Locate every line in the entries below that contains the word "roof" and copy each of those lines.

**Dataset rows:**
--- Begin ---

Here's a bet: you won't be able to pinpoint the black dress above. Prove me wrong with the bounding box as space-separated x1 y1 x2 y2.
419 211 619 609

--- End ---
--- Begin ---

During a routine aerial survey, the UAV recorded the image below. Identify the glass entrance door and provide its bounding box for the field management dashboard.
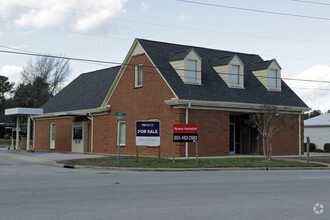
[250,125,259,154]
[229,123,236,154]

--- End ---
--- Begin ---

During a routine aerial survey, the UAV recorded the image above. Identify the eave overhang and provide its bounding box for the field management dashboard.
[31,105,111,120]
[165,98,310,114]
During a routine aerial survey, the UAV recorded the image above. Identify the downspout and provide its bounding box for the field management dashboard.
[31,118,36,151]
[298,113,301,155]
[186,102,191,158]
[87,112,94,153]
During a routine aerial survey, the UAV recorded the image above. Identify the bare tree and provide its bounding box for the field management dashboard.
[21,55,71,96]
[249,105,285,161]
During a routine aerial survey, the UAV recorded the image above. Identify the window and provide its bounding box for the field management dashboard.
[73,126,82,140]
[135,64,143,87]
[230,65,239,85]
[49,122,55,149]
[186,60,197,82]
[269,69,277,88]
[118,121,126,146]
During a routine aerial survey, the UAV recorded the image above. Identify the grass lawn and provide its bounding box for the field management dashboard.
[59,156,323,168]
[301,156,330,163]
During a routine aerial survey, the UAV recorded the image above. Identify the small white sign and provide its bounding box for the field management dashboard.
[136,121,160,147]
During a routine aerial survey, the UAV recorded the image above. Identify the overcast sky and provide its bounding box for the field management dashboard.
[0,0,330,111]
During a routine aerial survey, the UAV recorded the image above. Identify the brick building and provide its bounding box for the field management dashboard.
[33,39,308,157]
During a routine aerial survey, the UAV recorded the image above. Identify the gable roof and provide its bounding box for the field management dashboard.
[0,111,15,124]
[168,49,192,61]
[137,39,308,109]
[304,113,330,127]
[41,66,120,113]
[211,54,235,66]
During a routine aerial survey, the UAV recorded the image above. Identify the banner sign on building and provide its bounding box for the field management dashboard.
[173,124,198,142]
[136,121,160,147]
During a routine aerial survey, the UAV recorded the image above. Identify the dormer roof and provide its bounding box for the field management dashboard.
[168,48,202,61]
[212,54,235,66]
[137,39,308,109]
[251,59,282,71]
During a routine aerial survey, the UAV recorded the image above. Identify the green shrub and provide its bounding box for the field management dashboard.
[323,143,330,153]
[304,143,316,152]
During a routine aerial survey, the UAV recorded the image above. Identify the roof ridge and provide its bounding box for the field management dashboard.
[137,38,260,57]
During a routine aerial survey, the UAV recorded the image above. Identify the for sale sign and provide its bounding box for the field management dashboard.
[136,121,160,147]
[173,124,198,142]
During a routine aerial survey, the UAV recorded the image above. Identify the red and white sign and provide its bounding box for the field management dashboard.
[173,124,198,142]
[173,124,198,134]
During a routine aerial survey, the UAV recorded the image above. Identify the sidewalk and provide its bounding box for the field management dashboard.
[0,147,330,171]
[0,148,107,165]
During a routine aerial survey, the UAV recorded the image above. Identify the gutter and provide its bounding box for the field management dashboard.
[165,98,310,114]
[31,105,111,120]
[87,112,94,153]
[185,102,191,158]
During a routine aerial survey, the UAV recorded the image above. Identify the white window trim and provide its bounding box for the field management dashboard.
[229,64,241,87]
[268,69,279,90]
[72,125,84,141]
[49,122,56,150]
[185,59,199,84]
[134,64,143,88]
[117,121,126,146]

--- End ---

**Response:**
During a routine aerial survey, the UAV recorded the image above. Identify the gable roof and provide its bounding box for the field management dashboard.
During a routine aerial survey, the UAV recorded the image above. Identify the dormer roof and provide its bounding box for the field management dashboard.
During a routine aerial survey, the UAV recorded the image above. Identify the roof ridge and provide its bounding box for the field management dashboard.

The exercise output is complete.